• [Page extract]:
NOTE: this is the basic argument against city ordinances allowing backyard chickens, though obviously you could apply the same arguments to one’s personal decision to keep chickens.
The basic argument against backyard chickens is that allowing this practice creates an entirely new category of urban animal: an animal which may be routinely mistreated in a domestic urban environment.
This is not to say that most people who keep backyard chickens mistreat them. In fact, many consider their hens to be “pets” and will keep them even after they cease being “useful.” But this is not what the promoters of backyard livestock agriculture have in mind. They are promoting backyard livestock as a practical way to obtain food, namely, eggs and meat.
Some animal activists have backed the backyard chicken concept because backyard chickens are better treated than factory farmed chickens. (Because factory farmed animals are so badly treated, this is actually a pretty low standard.) This is true, but ignores the chief practical effect of the widespread practice of keeping backyard chickens. That effect will be increasing public acceptance of openly mistreating animals. At least with factory farms, they are trying to keep images of mistreated animals out of the public sphere — witness the controversy over the so-called “ag-gag” laws. Backyard chickens puts the mistreatment of animals right in, well, your back yard.
When you think about the world of domestic urban animals, what immediately springs to mind? Overwhelmingly, dogs and cats. We don’t keep them because they are economically useful to us, but because we like them. When we hear about people from other cultures who accept the eating of dogs, we are horrified. We cannot be mollified with objections that all of these dogs, many of whom are going to be euthanized anyway, represent an economic source of animal protein. Before backyard chickens, the urban environment was a sacred space for domestic animals. Why shouldn’t we keep it that way?
If someone has a dog chained outside, shivering in misery in the dead of winter, it doesn’t take a radical animal rights activist to see that there is a problem. Someone is going to complain. Backyards should be “safe” zones for animals. People understand what a “pet” is and what mistreatment is. So when someone proposes that we need to allow backyard chickens, the first question to ask is, will they be considered as “pets”?

Stored items from a collection

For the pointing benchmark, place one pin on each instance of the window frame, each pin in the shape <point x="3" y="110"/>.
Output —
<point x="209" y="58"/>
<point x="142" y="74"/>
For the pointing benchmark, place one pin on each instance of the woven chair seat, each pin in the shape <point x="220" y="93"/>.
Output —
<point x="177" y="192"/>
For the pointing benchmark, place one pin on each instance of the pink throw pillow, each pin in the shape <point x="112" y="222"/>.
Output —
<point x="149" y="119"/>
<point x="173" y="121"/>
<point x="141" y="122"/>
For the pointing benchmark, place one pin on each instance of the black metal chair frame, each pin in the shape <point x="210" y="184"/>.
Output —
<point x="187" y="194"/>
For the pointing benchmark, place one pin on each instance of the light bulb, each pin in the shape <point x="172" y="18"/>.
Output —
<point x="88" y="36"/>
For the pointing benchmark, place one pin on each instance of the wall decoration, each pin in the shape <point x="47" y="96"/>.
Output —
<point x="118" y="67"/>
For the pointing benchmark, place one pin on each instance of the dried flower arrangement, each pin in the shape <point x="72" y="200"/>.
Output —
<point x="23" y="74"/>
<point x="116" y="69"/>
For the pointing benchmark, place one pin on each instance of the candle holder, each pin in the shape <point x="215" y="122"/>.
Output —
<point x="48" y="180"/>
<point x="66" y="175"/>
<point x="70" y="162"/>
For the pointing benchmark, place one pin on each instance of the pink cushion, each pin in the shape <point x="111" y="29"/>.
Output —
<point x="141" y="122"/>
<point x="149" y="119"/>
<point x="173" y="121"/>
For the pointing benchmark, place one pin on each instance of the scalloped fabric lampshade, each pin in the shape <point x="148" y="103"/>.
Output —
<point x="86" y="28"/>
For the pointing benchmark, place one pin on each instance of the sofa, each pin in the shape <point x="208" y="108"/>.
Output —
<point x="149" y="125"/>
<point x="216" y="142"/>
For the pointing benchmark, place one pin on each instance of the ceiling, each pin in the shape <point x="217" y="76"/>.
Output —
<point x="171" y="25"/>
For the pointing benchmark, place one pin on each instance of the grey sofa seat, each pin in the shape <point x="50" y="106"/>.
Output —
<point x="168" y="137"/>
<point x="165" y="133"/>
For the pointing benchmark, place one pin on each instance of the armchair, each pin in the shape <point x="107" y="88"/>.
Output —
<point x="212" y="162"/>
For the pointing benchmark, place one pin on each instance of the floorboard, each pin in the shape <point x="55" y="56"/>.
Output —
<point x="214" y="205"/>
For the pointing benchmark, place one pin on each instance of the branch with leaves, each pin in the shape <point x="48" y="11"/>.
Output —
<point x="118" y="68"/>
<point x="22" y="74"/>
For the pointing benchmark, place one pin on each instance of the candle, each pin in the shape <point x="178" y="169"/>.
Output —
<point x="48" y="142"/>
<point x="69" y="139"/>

• [Exercise description]:
Write the next part of the essay arguing against backyard chickens, picking up right after its final sentence.

• [Result]:
And that’s the key to understanding backyard chickens right there. In principle, there’s nothing wrong with keeping chickens as pets. There are some cities, such as Portland, Maine, where this is exactly the situation. What is problematic is introducing a second category of urban domestic animal: an animal, such as a chicken or a rabbit, which we may mistreat and possibly slaughter or dispose of for strictly economic reasons. Like, your hen has stopped laying eggs; most hens only lay eggs for a few years but live much longer. Or, “we’d like to eat that rooster,” since roosters are illegal in most jurisdictions that allow backyard chickens, and frequently arrive from hatcheries by mistake (chicks are notoriously hard to sex).
There are plenty of other common objections to backyard livestock: smells, noise, disease, attraction of predators, and so on. The purchase of hens is inherently cruel, since most males are killed at the hatcheries, and often not humanely. Once you deliberately allow cruelty for economic reasons, these other adverse effects are no longer a moral problem, but merely an economic problem. Chickens being killed off by predators? Just a cost of doing business. Salmonella? A concern, but outweighed by the benefits of “organic sustainable eggs.”
Let’s not make cruelty acceptable in the popular mind. If we protect the compassionate treatment of animals in the one realm of public awareness in which they currently enjoy respect — domestic urban environments — then we take an important step towards universal appreciation of the worth of all animals.